Exercise objective:
Restate the records so that not a single word differs.

Records:
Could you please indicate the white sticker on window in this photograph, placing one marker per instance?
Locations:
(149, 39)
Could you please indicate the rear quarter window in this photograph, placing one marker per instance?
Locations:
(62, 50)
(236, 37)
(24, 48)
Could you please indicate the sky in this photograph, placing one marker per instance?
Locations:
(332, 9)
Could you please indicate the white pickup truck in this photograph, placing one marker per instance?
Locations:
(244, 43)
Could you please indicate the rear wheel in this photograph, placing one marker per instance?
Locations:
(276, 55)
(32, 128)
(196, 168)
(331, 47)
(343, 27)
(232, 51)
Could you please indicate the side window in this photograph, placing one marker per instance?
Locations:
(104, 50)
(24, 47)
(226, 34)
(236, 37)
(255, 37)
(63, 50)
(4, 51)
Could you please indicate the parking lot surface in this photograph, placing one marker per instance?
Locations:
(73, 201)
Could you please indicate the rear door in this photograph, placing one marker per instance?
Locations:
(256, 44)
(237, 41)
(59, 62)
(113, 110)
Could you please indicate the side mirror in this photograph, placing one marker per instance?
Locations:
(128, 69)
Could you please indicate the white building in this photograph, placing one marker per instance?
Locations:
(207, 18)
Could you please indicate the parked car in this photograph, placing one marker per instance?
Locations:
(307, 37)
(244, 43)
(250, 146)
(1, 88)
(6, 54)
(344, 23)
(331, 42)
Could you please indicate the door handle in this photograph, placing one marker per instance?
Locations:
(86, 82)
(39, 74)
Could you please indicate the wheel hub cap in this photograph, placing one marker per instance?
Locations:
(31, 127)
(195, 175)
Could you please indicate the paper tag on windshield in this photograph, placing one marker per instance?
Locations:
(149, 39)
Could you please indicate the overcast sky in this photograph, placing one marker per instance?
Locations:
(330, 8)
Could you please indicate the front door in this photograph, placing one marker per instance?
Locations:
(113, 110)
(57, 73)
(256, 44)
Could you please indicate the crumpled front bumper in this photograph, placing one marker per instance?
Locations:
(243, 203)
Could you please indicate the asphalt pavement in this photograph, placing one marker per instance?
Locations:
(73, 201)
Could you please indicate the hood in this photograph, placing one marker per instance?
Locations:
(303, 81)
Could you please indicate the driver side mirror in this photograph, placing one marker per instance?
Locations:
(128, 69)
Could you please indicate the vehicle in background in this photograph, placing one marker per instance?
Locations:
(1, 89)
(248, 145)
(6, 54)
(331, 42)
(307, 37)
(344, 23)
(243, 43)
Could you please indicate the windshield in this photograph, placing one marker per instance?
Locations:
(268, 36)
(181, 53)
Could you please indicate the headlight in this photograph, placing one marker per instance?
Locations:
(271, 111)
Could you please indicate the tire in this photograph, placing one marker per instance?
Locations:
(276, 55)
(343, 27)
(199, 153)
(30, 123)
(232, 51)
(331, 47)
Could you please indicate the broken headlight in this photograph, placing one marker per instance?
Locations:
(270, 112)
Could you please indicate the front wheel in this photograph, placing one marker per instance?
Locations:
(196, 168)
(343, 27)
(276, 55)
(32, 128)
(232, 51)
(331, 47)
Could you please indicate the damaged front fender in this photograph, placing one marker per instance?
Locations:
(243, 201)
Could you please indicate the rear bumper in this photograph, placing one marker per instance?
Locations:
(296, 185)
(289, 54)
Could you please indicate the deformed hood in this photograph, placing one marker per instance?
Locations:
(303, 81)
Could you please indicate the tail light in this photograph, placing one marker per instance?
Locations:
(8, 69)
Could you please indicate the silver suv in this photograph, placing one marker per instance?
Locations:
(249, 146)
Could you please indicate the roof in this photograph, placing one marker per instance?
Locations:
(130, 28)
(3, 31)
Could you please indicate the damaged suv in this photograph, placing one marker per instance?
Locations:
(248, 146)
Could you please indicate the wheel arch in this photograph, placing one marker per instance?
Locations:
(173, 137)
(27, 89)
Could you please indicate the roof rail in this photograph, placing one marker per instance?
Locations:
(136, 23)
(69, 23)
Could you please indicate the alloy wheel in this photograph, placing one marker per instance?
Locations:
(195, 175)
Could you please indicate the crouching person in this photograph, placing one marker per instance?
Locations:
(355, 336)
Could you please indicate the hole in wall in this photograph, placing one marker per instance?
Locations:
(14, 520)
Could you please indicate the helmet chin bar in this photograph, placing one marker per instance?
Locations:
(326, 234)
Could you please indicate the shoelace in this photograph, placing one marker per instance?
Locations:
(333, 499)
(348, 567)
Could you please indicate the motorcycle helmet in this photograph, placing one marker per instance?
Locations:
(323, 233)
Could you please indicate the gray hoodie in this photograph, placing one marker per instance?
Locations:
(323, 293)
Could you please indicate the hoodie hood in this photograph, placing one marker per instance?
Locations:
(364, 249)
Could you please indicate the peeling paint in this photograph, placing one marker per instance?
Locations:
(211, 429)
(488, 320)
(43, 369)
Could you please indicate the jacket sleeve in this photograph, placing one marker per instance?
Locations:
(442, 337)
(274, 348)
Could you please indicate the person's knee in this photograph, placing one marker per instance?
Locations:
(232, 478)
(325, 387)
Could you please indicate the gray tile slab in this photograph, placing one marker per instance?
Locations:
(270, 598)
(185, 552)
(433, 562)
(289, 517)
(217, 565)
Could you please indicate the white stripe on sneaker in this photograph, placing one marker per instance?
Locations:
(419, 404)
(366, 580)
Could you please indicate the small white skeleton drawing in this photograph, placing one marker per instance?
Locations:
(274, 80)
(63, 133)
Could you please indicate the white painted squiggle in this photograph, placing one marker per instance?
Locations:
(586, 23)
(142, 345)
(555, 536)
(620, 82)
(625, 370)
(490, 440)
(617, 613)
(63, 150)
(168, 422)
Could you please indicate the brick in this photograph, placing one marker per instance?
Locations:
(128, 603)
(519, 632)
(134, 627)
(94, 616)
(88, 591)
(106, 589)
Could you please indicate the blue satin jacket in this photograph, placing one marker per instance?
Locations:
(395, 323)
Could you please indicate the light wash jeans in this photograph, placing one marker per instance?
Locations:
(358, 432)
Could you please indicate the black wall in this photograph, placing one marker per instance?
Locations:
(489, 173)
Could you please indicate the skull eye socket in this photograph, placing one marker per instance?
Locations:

Solution to the exercise:
Could you please indicate the white sticker on window in this photograph, placing one marker per instance?
Locations:
(149, 39)
Could you please indicate the rear quarter window in this photograph, placing one marker per instance?
Locations:
(62, 50)
(236, 37)
(24, 48)
Could you please indicate the sky in this photograph, placing one marker per instance?
Locations:
(332, 9)
Could you please indicate the white pickup truck in this photograph, placing one marker per instance?
Locations:
(244, 43)
Could you please indicate the rear wheel in this photograph, placing one marker per instance?
Locations:
(276, 55)
(32, 128)
(196, 168)
(331, 47)
(343, 27)
(232, 51)
Could you please indicate the side window in this photograph, placing one marker per instance?
Locations:
(104, 50)
(24, 47)
(226, 34)
(236, 37)
(255, 37)
(63, 50)
(4, 51)
Could you please indicate the parking lot surface in this photograph, placing one marker per instance?
Locations:
(73, 201)
Could you please indicate the rear door in this photograph, placing one marker per instance?
Locations:
(256, 44)
(237, 41)
(59, 62)
(113, 110)
Could you please indicate the side mirror in this photograph, placing one marker per instance?
Locations:
(128, 69)
Could you please indicate the white building in this photograph, placing one marker per instance?
Locations:
(207, 18)
Could you please indicate the parked car in this photograph, placing one marker per instance?
Locations:
(307, 37)
(244, 43)
(250, 146)
(1, 88)
(6, 54)
(344, 23)
(331, 42)
Could you please indicate the door handle in this photograph, placing one marker per instance?
Locations:
(86, 82)
(39, 74)
Could you please indicate the wheel hub cap in this photograph, placing one marker per instance?
Locations:
(31, 127)
(195, 175)
Could you please indicate the paper tag on windshield in this photograph, placing one marker per instance?
Locations:
(149, 39)
Could you please indicate the overcast sky in this photograph, placing one marker per instance?
Locations:
(330, 8)
Could you please indicate the front door in this photograph, placing one marker per instance?
Locations:
(113, 110)
(57, 73)
(256, 44)
Could you please indicate the crumpled front bumper in this photograph, placing one marker per instance?
Locations:
(243, 203)
Could you please indicate the asphalt pavement in this photograph, placing one marker per instance?
Locations:
(73, 201)
Could you please indicate the hood in this photograph, placing one marker per instance?
Locations:
(303, 81)
Could you please indicate the driver side mirror in this photograph, placing one marker per instance?
Locations:
(128, 69)
Could you please indicate the vehicle in background in this photograph, placing one marker per instance?
Locations:
(1, 89)
(248, 145)
(6, 54)
(331, 42)
(307, 37)
(344, 23)
(243, 43)
Could you please indicate the windshield in this photograph, placing one marker per instance?
Locations:
(268, 36)
(181, 53)
Could you please indicate the headlight in this photograph, placing one marker per instance?
Locations:
(271, 111)
Could you please indicate the tire in this photograph, placing one marker per instance?
Locations:
(276, 55)
(343, 27)
(199, 153)
(30, 123)
(232, 51)
(331, 47)
Could you please indicate the broken headlight in this photograph, placing one marker per instance?
Locations:
(270, 112)
Could you please indicate the front wheel in this photograph, placing one marker per instance?
Locations:
(196, 168)
(343, 27)
(276, 55)
(32, 128)
(232, 51)
(331, 47)
Could you please indicate the damaged front fender in this photograph, placing one marker per instance?
Locations:
(243, 201)
Could you please indicate the rear bumper in this photograph, placing one marker per instance?
Locations:
(296, 185)
(289, 54)
Could you please indicate the deformed hood in this photograph, placing one marker per instance?
Locations:
(303, 81)
Could you please indicate the tail light in this photograph, placing one marker per instance?
Locations:
(8, 69)
Could you please indicate the silver suv in this photograph, placing one marker per instance?
Locations:
(249, 146)
Could you please indicate the roof in this photograph, placing one marker per instance?
Locations:
(130, 28)
(3, 31)
Could you please indicate the damaged suv in this photograph, placing one marker per instance?
Locations:
(248, 146)
Could you please indicate the wheel arch in this photograph, placing one marker per instance?
Locations:
(173, 137)
(27, 89)
Could you please indicate the roof rail in this photograph, placing one marker per instance?
Locations:
(136, 23)
(69, 23)
Could you please indicate the alloy wheel in this photograph, placing one marker per instance?
Locations:
(195, 175)
Could you please indicate the crouching person in this photograph, placing one marker per instance?
Locations:
(355, 336)
Could you please indicate the hole in wall in this photograph, placing one marker per instance?
Locations:
(14, 520)
Could you please indicate the helmet chin bar in this photograph, placing one marker per instance?
Locations:
(326, 234)
Could you please indicate the shoelace in this photograph, placing one marker per instance?
Locations:
(333, 499)
(348, 567)
Could you please indicate the motorcycle helmet in this photograph, placing one marker per instance?
Locations:
(323, 233)
Could you please indicate the gray hoodie in this photograph, placing one marker per instance?
Locations:
(323, 293)
Could you please indicate the hoodie hood in this photograph, placing one marker per instance?
Locations:
(364, 249)
Could you please indicate the peeling paint in this photograph, placing one marker per instance?
Locations:
(211, 429)
(488, 320)
(43, 369)
Could you please indicate the jacket sleeve in this photograph, placing one marker per instance?
Locations:
(442, 337)
(274, 348)
Could you please indicate the person's knee in this photograph, placing one marker per instance?
Locations:
(232, 478)
(325, 387)
Could you please indicate the gray tile slab in this photograph, placing one marker per instance?
Locations:
(270, 598)
(185, 552)
(433, 562)
(289, 517)
(217, 565)
Could you please indicate the white stripe on sneaker in this photograph, placing one marker per instance?
Locations:
(419, 404)
(366, 580)
Could you please indicate the small white skeleton drawing in this photograph, placing one marker per instance?
Locations:
(274, 80)
(63, 133)
Could you please indicate the white painted squiggle in this photograph, placing one marker per instance?
Locations:
(586, 23)
(142, 345)
(555, 536)
(620, 82)
(625, 370)
(490, 440)
(617, 613)
(63, 150)
(168, 422)
Could you please indicate the brick in this photograph, placing one marker per instance?
Locations:
(128, 603)
(519, 632)
(134, 627)
(94, 616)
(88, 591)
(106, 589)
Could you please indicate the blue satin jacket in this photograph, placing one marker per instance?
Locations:
(395, 323)
Could you please indicate the light wash jeans in this photograph, placing one marker per instance?
Locations:
(358, 432)
Could you please indicate the black wall in this photograph, placing one marker per instance?
Locations:
(489, 173)
Could you please indicate the skull eye socket in this photograph, placing one marker per instance?
Locations:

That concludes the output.